▸ Short problem 1: What inflation rate does the Saudi budget article expect for 2024?
▸ Short problem 2: Write out the part of the Saudi budget article that begins with the words containing "Saudi Arabia has" and ends with "in a statement.".

━━━━━ Page extract

Mohammed Al Jadaan, Saudi minister of finance. The kingdom has appointed an executive specifically to lead its virtual assets and digital currency programme Reuters
Saudi Arabia’s annual budgets stem from “very conservative” oil revenue estimates, said finance minister Mohammed Al-Jadaan

Saudi Arabia has approved its 2024 budget, which forecasts a deficit of SAR79 billion ($21.1 billion), accounting for 1.9 percent of the country’s gross domestic product (GDP).

The estimated total revenues are SAR1.17 trillion, while total expenditure is forecast to be SAR1.25 trillion, the finance ministry said in a statement.

The kingdom projected a budget deficit of SAR82 billion for 2023. Revenues are expected to reach SAR1.19 trillion, while expenditure will hit SAR1.28 trillion.

Saudi Arabia’s annual budgets stem from “very conservative” oil revenue estimates, meaning deficits are not due to fluctuating oil prices but a deliberate decision to boost spending, finance minister Mohammed Al-Jadaan said at a budget briefing.

“We actually intentionally decided to spend more and cause the deficit knowingly, consciously,” in the belief that deficits of up to 3 percent are “absolutely fine… if you spend that money right”, Agence France Presse reported, citing the minister.

Capital expenditure is forecast at SAR189 billion, or 15 percent of total spending next year. The budget allocated SAR195 billion for education, SAR214 billion for healthcare and social development, as well as SAR269 for defence in 2024.

Public debt will reach SAR1.1 trillion (25.9 percent of GDP) next year, compared to SAR1.02 trillion (24.8 percent of the GDP) in 2023, a 1.1 percent yearly increase.

The ministry anticipates 4.4 percent real GDP growth next year, compared to 0.03 percent this year.

Inflation will likely decline to 2.2 percent in 2024, compared to 2.6 percent this year.

“Despite the ongoing state of uncertainty, global inflation rates are declining at a faster pace than expected, which will improve global economic performance, stimulate investment markets, and maintain low unemployment rates, resulting in a positive impact on the Kingdom’s economy,” said Al-Jadaan.

He added that the government will continue domestic and international fiscal operations to bridge the expected 2024 deficit and repay debt due next year and in the medium term.

━━━━━━━━━━
━━━━━ Data listing

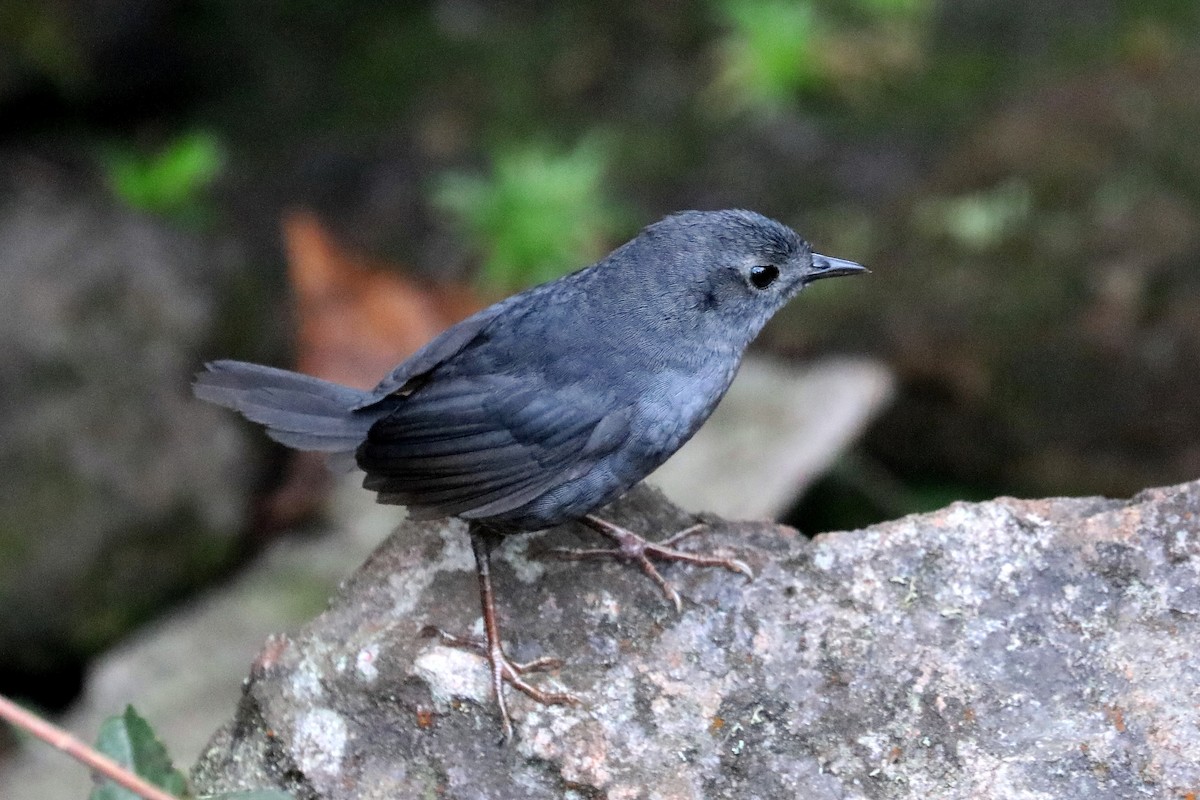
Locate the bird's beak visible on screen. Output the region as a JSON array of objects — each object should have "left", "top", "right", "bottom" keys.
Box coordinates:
[{"left": 804, "top": 253, "right": 870, "bottom": 284}]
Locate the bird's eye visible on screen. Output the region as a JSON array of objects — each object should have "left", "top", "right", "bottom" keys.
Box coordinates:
[{"left": 750, "top": 264, "right": 779, "bottom": 289}]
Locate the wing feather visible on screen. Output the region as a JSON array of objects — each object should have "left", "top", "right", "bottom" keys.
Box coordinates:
[{"left": 358, "top": 375, "right": 628, "bottom": 518}]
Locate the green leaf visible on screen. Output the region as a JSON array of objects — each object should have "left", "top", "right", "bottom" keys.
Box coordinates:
[
  {"left": 89, "top": 705, "right": 187, "bottom": 800},
  {"left": 104, "top": 131, "right": 224, "bottom": 217},
  {"left": 434, "top": 138, "right": 623, "bottom": 290}
]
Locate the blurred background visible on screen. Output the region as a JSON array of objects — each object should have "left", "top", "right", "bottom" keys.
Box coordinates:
[{"left": 0, "top": 0, "right": 1200, "bottom": 786}]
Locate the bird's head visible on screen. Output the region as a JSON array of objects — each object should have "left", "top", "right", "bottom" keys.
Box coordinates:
[{"left": 630, "top": 210, "right": 868, "bottom": 345}]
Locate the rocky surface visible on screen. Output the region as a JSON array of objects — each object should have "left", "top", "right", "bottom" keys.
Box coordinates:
[
  {"left": 194, "top": 483, "right": 1200, "bottom": 800},
  {"left": 0, "top": 360, "right": 890, "bottom": 800},
  {"left": 0, "top": 158, "right": 253, "bottom": 703}
]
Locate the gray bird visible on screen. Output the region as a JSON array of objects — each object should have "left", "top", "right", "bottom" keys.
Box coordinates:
[{"left": 194, "top": 210, "right": 866, "bottom": 740}]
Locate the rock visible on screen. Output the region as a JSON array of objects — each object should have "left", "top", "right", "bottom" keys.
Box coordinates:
[
  {"left": 0, "top": 158, "right": 250, "bottom": 703},
  {"left": 648, "top": 357, "right": 894, "bottom": 519},
  {"left": 0, "top": 481, "right": 398, "bottom": 800},
  {"left": 193, "top": 482, "right": 1200, "bottom": 800}
]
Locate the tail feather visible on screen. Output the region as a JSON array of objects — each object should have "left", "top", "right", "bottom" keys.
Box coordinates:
[{"left": 192, "top": 361, "right": 388, "bottom": 453}]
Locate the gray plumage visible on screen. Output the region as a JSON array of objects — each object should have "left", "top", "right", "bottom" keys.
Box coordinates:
[{"left": 196, "top": 211, "right": 863, "bottom": 531}]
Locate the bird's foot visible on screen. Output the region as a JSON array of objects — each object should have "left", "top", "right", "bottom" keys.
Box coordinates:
[
  {"left": 421, "top": 625, "right": 580, "bottom": 742},
  {"left": 551, "top": 515, "right": 754, "bottom": 612}
]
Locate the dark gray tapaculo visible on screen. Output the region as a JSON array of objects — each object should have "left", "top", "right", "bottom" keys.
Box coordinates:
[{"left": 196, "top": 210, "right": 865, "bottom": 736}]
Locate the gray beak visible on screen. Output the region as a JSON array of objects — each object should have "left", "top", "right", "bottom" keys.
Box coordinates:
[{"left": 804, "top": 253, "right": 870, "bottom": 283}]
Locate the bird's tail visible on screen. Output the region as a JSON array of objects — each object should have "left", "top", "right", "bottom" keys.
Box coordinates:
[{"left": 192, "top": 361, "right": 388, "bottom": 453}]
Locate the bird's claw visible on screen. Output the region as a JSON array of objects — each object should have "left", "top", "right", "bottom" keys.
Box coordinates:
[{"left": 550, "top": 515, "right": 754, "bottom": 612}]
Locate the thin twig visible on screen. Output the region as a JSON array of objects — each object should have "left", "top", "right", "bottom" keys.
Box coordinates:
[{"left": 0, "top": 694, "right": 179, "bottom": 800}]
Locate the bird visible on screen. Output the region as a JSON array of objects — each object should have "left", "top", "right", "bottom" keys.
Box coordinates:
[{"left": 193, "top": 209, "right": 868, "bottom": 741}]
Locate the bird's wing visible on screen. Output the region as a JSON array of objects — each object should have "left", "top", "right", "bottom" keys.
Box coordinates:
[
  {"left": 358, "top": 375, "right": 632, "bottom": 518},
  {"left": 354, "top": 299, "right": 511, "bottom": 411}
]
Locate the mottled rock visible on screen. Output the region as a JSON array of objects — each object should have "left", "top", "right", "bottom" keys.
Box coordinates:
[{"left": 194, "top": 483, "right": 1200, "bottom": 800}]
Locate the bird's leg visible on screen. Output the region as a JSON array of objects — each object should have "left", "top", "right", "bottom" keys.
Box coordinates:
[
  {"left": 551, "top": 513, "right": 754, "bottom": 610},
  {"left": 427, "top": 525, "right": 580, "bottom": 742}
]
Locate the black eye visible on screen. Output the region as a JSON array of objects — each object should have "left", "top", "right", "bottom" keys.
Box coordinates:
[{"left": 750, "top": 264, "right": 779, "bottom": 289}]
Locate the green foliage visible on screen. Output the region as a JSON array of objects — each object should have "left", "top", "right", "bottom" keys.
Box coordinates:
[
  {"left": 434, "top": 139, "right": 624, "bottom": 290},
  {"left": 716, "top": 0, "right": 931, "bottom": 110},
  {"left": 721, "top": 0, "right": 823, "bottom": 107},
  {"left": 88, "top": 705, "right": 295, "bottom": 800},
  {"left": 89, "top": 705, "right": 187, "bottom": 800},
  {"left": 103, "top": 131, "right": 224, "bottom": 222},
  {"left": 914, "top": 179, "right": 1033, "bottom": 251}
]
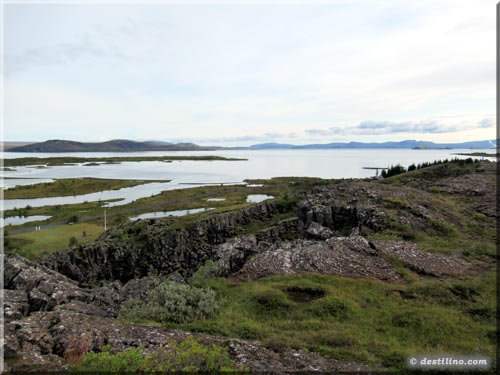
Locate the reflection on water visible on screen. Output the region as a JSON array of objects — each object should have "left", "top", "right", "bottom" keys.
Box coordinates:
[
  {"left": 0, "top": 178, "right": 54, "bottom": 190},
  {"left": 247, "top": 194, "right": 274, "bottom": 203},
  {"left": 3, "top": 149, "right": 491, "bottom": 209},
  {"left": 0, "top": 215, "right": 52, "bottom": 227},
  {"left": 129, "top": 208, "right": 213, "bottom": 221}
]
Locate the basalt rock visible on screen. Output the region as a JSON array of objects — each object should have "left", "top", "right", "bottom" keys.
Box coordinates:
[
  {"left": 43, "top": 202, "right": 278, "bottom": 283},
  {"left": 234, "top": 236, "right": 400, "bottom": 281},
  {"left": 5, "top": 296, "right": 370, "bottom": 373}
]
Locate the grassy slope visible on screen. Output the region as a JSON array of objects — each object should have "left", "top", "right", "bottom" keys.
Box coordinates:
[
  {"left": 118, "top": 166, "right": 496, "bottom": 370},
  {"left": 166, "top": 272, "right": 496, "bottom": 369},
  {"left": 4, "top": 178, "right": 168, "bottom": 199},
  {"left": 10, "top": 223, "right": 104, "bottom": 259},
  {"left": 5, "top": 178, "right": 325, "bottom": 258}
]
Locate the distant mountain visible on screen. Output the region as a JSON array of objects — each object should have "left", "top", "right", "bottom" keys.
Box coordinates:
[
  {"left": 249, "top": 140, "right": 496, "bottom": 150},
  {"left": 4, "top": 139, "right": 496, "bottom": 152},
  {"left": 5, "top": 139, "right": 221, "bottom": 152},
  {"left": 2, "top": 141, "right": 33, "bottom": 151}
]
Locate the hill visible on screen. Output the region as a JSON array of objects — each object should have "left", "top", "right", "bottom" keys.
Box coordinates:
[{"left": 6, "top": 139, "right": 220, "bottom": 152}]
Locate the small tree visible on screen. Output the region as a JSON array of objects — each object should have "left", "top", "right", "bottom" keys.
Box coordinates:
[{"left": 68, "top": 236, "right": 78, "bottom": 247}]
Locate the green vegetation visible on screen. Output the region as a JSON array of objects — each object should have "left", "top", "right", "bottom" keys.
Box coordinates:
[
  {"left": 71, "top": 337, "right": 244, "bottom": 374},
  {"left": 382, "top": 158, "right": 480, "bottom": 178},
  {"left": 4, "top": 177, "right": 324, "bottom": 257},
  {"left": 5, "top": 223, "right": 104, "bottom": 259},
  {"left": 120, "top": 280, "right": 220, "bottom": 323},
  {"left": 3, "top": 155, "right": 247, "bottom": 167},
  {"left": 4, "top": 178, "right": 169, "bottom": 199},
  {"left": 164, "top": 272, "right": 496, "bottom": 370}
]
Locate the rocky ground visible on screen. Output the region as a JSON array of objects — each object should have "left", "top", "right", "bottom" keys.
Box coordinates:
[{"left": 3, "top": 163, "right": 496, "bottom": 372}]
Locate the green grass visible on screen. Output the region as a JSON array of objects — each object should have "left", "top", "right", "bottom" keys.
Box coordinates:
[
  {"left": 3, "top": 155, "right": 247, "bottom": 167},
  {"left": 4, "top": 178, "right": 168, "bottom": 199},
  {"left": 9, "top": 223, "right": 104, "bottom": 259},
  {"left": 148, "top": 273, "right": 496, "bottom": 369},
  {"left": 4, "top": 178, "right": 329, "bottom": 257}
]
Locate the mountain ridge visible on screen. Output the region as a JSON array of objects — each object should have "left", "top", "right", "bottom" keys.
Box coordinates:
[{"left": 4, "top": 139, "right": 498, "bottom": 152}]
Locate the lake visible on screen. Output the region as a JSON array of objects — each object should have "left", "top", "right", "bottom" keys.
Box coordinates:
[{"left": 2, "top": 149, "right": 494, "bottom": 209}]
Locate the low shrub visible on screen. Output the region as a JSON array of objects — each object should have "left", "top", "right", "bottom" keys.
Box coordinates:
[
  {"left": 120, "top": 281, "right": 221, "bottom": 323},
  {"left": 71, "top": 337, "right": 245, "bottom": 374}
]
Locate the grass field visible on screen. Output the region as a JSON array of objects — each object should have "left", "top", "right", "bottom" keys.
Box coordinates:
[
  {"left": 142, "top": 272, "right": 496, "bottom": 370},
  {"left": 10, "top": 223, "right": 104, "bottom": 259}
]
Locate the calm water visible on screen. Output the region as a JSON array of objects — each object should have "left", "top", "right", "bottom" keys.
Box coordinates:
[
  {"left": 0, "top": 215, "right": 52, "bottom": 227},
  {"left": 2, "top": 149, "right": 494, "bottom": 209},
  {"left": 247, "top": 194, "right": 274, "bottom": 203}
]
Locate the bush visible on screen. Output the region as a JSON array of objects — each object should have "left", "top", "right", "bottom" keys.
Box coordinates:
[
  {"left": 120, "top": 281, "right": 220, "bottom": 323},
  {"left": 75, "top": 347, "right": 145, "bottom": 374},
  {"left": 189, "top": 260, "right": 219, "bottom": 288},
  {"left": 68, "top": 237, "right": 78, "bottom": 247},
  {"left": 72, "top": 337, "right": 244, "bottom": 374},
  {"left": 144, "top": 337, "right": 241, "bottom": 373},
  {"left": 67, "top": 215, "right": 78, "bottom": 224}
]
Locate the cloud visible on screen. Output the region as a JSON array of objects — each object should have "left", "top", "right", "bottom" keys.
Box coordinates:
[
  {"left": 477, "top": 118, "right": 493, "bottom": 129},
  {"left": 169, "top": 133, "right": 299, "bottom": 146},
  {"left": 5, "top": 35, "right": 127, "bottom": 75},
  {"left": 305, "top": 118, "right": 493, "bottom": 136}
]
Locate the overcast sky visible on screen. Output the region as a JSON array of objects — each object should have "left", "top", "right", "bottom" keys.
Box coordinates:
[{"left": 3, "top": 0, "right": 495, "bottom": 145}]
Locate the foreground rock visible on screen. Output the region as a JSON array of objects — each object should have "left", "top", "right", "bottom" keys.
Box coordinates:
[
  {"left": 3, "top": 255, "right": 368, "bottom": 372},
  {"left": 6, "top": 310, "right": 369, "bottom": 373},
  {"left": 218, "top": 235, "right": 479, "bottom": 281}
]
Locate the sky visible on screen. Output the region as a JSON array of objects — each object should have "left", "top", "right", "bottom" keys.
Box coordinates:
[{"left": 2, "top": 0, "right": 496, "bottom": 146}]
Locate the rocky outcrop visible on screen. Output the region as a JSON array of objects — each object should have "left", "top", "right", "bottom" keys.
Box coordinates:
[
  {"left": 6, "top": 310, "right": 369, "bottom": 373},
  {"left": 43, "top": 202, "right": 278, "bottom": 283},
  {"left": 4, "top": 255, "right": 121, "bottom": 319},
  {"left": 373, "top": 241, "right": 481, "bottom": 278},
  {"left": 217, "top": 223, "right": 481, "bottom": 281}
]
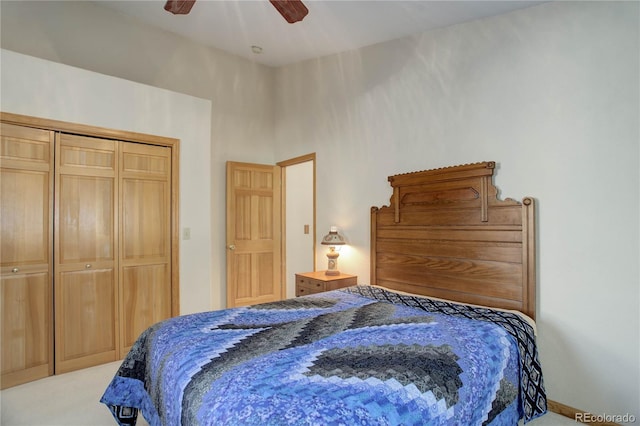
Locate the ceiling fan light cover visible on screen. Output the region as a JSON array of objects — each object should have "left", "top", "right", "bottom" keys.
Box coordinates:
[
  {"left": 269, "top": 0, "right": 309, "bottom": 24},
  {"left": 164, "top": 0, "right": 196, "bottom": 15}
]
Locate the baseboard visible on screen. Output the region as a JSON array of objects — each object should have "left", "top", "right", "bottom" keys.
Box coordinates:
[{"left": 547, "top": 399, "right": 620, "bottom": 426}]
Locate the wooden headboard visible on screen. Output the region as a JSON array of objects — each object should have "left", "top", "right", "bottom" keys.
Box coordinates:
[{"left": 371, "top": 161, "right": 536, "bottom": 319}]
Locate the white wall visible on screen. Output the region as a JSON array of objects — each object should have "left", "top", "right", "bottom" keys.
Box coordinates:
[
  {"left": 275, "top": 2, "right": 640, "bottom": 418},
  {"left": 0, "top": 0, "right": 278, "bottom": 309},
  {"left": 0, "top": 49, "right": 211, "bottom": 314},
  {"left": 0, "top": 0, "right": 640, "bottom": 418}
]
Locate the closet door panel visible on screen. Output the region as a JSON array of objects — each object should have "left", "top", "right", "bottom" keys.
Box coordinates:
[
  {"left": 122, "top": 264, "right": 171, "bottom": 351},
  {"left": 0, "top": 123, "right": 54, "bottom": 389},
  {"left": 58, "top": 175, "right": 116, "bottom": 264},
  {"left": 55, "top": 134, "right": 119, "bottom": 373},
  {"left": 56, "top": 268, "right": 116, "bottom": 373},
  {"left": 120, "top": 143, "right": 171, "bottom": 356}
]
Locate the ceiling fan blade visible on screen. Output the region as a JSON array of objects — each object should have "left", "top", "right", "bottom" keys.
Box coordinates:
[
  {"left": 164, "top": 0, "right": 196, "bottom": 15},
  {"left": 269, "top": 0, "right": 309, "bottom": 24}
]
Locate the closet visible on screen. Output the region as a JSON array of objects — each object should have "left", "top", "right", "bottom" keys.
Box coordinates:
[{"left": 0, "top": 114, "right": 178, "bottom": 388}]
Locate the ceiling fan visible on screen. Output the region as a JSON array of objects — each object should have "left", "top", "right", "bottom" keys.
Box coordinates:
[{"left": 164, "top": 0, "right": 309, "bottom": 24}]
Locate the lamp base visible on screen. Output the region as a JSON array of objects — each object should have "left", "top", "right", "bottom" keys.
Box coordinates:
[{"left": 324, "top": 247, "right": 340, "bottom": 275}]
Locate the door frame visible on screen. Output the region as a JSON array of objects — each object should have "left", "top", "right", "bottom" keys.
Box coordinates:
[
  {"left": 0, "top": 112, "right": 180, "bottom": 316},
  {"left": 276, "top": 152, "right": 317, "bottom": 294}
]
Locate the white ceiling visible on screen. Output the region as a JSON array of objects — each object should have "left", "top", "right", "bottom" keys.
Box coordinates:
[{"left": 95, "top": 0, "right": 543, "bottom": 66}]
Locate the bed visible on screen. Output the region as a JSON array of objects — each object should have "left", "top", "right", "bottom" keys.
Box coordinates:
[{"left": 101, "top": 162, "right": 547, "bottom": 426}]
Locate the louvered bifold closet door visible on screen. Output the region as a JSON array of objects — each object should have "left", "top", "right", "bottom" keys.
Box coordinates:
[
  {"left": 119, "top": 142, "right": 172, "bottom": 356},
  {"left": 54, "top": 133, "right": 119, "bottom": 374},
  {"left": 0, "top": 123, "right": 54, "bottom": 389}
]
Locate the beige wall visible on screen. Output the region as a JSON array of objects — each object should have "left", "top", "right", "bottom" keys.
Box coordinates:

━━━━━━━━━━

▸ Response 1: 2.2 percent

▸ Response 2:
Saudi Arabia has approved its 2024 budget, which forecasts a deficit of SAR79 billion ($21.1 billion), accounting for 1.9 percent of the country’s gross domestic product (GDP).

The estimated total revenues are SAR1.17 trillion, while total expenditure is forecast to be SAR1.25 trillion, the finance ministry said in a statement.